TASK OBJECTIVE: Reproduce exactly the final portion of the data: every line from the one containing "of the yellow" through the last line, inclusive.

(Point-per-instance localization data)
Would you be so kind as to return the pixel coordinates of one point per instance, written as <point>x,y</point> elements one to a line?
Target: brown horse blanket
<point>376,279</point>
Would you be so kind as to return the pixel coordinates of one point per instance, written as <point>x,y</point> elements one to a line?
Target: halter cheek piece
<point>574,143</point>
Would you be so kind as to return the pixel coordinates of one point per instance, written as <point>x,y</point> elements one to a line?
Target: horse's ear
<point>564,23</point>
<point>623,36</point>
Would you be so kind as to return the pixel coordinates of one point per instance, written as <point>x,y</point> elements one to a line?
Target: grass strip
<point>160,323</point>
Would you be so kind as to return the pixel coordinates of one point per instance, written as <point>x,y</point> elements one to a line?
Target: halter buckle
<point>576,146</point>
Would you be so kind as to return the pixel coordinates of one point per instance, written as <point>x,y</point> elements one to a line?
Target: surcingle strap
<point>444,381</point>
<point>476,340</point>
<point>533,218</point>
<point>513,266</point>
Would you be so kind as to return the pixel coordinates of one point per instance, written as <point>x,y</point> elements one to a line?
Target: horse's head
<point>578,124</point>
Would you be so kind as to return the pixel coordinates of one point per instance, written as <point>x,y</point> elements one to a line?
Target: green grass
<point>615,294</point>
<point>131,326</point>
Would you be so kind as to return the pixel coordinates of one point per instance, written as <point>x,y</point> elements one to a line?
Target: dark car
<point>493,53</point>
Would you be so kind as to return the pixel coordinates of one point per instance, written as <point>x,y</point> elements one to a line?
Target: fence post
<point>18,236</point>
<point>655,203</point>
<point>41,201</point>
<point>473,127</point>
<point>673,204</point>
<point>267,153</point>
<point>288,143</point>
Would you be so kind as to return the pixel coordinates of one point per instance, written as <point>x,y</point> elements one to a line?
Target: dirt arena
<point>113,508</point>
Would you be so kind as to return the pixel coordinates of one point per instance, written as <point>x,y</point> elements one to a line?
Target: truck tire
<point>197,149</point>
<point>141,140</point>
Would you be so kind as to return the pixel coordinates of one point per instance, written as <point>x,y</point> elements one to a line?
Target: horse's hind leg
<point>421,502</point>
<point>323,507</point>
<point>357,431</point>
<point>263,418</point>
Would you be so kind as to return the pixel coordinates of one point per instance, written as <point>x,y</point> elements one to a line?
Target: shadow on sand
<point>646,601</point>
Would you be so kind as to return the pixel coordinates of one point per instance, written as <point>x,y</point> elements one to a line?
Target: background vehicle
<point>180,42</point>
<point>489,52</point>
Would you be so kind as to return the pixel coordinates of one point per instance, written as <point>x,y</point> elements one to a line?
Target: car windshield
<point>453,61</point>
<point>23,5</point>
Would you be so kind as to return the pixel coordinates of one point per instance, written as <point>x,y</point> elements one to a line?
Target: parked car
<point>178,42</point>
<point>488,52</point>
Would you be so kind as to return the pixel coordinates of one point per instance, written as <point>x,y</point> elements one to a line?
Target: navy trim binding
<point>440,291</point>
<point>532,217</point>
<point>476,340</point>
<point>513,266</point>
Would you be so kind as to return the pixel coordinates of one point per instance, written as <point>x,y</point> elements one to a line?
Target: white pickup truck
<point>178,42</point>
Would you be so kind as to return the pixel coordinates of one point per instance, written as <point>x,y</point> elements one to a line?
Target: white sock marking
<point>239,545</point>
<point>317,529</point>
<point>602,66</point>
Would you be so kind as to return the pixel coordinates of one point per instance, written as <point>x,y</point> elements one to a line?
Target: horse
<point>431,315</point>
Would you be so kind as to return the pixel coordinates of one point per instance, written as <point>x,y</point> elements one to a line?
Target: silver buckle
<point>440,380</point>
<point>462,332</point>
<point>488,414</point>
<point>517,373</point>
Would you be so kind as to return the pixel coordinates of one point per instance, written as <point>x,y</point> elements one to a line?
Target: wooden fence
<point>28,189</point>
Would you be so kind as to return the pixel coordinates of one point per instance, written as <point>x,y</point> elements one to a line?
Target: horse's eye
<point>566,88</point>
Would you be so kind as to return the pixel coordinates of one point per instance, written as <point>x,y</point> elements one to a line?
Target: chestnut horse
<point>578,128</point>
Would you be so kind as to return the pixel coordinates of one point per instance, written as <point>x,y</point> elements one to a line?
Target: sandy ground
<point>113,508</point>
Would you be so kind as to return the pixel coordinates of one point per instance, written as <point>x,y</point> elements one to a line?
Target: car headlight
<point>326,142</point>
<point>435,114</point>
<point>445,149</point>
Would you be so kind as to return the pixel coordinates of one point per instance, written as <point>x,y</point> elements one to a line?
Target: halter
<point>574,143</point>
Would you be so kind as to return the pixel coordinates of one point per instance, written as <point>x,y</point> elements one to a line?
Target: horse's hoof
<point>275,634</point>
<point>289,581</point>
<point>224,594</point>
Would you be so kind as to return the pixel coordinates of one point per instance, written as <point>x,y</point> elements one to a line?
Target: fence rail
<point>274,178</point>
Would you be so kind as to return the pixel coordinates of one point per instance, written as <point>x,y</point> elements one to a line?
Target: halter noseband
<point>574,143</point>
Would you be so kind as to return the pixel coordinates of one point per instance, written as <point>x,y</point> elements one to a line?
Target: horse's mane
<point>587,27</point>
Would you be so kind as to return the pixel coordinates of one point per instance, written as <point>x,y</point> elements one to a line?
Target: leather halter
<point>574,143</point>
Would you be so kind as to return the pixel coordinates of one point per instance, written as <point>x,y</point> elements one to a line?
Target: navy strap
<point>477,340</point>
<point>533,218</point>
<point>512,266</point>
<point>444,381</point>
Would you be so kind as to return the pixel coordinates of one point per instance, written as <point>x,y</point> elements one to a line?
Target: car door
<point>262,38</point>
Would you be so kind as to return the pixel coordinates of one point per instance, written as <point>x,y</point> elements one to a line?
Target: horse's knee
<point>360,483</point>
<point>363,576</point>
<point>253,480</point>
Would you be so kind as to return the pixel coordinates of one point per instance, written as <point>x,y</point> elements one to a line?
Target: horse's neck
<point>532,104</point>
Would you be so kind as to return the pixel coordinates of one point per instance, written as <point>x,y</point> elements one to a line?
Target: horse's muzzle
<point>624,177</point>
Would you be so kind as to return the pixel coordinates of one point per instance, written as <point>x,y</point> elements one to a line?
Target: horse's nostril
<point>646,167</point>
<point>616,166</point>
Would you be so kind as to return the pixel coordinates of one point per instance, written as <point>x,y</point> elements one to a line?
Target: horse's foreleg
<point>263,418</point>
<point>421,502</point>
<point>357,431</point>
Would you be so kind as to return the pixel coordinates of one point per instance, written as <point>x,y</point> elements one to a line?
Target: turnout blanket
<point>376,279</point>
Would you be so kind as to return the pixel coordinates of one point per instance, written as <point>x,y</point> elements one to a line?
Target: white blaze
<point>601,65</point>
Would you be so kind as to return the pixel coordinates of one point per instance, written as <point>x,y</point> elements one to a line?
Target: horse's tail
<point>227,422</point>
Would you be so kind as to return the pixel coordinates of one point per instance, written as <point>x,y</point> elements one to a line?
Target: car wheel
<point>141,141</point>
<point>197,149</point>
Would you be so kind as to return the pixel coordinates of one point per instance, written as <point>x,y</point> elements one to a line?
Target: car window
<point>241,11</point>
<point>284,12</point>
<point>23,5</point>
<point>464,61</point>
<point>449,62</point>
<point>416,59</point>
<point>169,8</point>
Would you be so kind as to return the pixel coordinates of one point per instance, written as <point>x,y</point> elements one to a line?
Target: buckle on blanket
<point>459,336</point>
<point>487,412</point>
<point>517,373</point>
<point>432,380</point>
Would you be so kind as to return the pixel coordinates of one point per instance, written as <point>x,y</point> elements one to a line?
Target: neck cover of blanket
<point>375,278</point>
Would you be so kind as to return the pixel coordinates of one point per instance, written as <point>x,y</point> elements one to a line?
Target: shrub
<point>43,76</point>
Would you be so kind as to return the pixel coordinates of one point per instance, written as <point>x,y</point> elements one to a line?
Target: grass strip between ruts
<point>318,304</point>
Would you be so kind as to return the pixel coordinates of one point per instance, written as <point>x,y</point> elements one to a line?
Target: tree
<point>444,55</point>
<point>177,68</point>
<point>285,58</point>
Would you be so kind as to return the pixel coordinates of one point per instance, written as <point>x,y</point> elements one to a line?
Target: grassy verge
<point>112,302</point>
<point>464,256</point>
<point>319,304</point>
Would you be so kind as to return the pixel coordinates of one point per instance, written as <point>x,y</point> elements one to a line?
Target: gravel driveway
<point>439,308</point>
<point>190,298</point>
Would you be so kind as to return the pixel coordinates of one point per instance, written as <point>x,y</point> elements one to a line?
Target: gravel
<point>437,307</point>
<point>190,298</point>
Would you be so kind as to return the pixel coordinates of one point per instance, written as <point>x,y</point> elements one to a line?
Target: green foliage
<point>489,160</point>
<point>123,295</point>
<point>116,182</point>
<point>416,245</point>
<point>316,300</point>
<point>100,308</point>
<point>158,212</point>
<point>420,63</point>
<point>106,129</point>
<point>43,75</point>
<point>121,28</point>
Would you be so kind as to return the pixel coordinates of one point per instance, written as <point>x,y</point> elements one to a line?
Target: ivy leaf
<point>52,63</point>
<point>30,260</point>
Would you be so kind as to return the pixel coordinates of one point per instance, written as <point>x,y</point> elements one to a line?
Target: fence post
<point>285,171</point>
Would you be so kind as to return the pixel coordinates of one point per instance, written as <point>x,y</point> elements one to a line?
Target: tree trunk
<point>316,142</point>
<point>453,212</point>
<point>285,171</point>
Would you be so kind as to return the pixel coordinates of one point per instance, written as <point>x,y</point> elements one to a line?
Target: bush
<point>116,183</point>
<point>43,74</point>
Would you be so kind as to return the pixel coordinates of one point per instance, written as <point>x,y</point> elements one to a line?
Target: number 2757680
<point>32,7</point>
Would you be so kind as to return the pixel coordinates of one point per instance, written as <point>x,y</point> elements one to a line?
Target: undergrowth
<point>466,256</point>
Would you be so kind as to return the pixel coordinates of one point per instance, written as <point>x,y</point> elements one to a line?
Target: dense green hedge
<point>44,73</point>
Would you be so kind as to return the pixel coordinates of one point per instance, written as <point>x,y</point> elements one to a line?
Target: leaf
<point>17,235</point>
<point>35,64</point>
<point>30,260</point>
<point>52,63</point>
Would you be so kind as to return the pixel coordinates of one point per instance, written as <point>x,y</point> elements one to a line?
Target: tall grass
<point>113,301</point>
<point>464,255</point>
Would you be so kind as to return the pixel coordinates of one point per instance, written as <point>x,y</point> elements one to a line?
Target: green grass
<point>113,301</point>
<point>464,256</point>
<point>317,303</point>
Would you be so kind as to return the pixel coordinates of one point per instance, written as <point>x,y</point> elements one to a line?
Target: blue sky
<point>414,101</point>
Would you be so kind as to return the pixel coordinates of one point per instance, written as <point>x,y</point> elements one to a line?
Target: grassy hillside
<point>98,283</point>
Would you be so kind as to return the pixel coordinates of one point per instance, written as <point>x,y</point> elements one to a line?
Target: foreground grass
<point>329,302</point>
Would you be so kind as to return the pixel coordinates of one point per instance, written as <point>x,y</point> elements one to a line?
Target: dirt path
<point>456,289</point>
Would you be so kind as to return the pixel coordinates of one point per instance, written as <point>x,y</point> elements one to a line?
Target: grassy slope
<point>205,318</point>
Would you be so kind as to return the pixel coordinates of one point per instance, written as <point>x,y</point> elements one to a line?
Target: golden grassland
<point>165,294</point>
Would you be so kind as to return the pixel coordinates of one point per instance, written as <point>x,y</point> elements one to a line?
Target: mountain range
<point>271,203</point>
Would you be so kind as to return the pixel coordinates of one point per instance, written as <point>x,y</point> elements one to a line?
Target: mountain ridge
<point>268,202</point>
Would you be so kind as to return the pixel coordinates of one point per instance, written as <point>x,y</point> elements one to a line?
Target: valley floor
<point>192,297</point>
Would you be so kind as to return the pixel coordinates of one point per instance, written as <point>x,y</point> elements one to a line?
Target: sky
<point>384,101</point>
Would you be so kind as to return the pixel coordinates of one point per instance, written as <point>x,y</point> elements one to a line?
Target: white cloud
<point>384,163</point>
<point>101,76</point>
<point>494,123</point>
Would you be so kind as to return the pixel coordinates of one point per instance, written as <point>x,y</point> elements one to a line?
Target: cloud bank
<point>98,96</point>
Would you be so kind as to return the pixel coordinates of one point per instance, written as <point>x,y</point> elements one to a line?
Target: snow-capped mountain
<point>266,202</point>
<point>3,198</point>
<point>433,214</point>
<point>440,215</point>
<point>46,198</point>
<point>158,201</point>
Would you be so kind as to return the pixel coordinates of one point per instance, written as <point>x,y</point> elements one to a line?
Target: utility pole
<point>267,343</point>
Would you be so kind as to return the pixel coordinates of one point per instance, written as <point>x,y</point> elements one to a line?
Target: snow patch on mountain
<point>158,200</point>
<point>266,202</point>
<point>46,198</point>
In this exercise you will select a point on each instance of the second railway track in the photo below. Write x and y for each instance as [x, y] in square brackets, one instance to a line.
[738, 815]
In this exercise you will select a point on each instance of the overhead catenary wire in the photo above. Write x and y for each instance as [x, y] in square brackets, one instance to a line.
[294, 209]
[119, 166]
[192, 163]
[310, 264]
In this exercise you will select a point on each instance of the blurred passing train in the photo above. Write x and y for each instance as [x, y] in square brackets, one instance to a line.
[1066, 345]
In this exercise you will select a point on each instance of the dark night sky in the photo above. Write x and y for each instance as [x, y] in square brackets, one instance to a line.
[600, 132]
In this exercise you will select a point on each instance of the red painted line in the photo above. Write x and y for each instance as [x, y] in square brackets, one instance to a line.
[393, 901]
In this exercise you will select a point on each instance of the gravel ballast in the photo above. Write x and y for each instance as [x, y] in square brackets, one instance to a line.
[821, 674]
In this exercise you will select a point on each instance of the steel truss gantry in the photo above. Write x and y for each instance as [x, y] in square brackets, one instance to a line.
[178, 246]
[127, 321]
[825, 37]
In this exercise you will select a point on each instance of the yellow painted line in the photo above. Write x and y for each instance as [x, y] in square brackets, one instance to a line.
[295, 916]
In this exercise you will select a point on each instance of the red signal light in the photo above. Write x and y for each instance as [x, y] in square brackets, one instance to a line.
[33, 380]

EXERCISE SOLUTION:
In this exercise you will select a point on each instance of the yellow painted line in the photo above. Write x and y for each instance as [x, y] in square brackets, one instance to a line.
[295, 916]
In this exercise you will select a point on each instance of the red signal light in the photo above. Write x and y for each instance as [x, y] in square brackets, one instance to a line.
[33, 380]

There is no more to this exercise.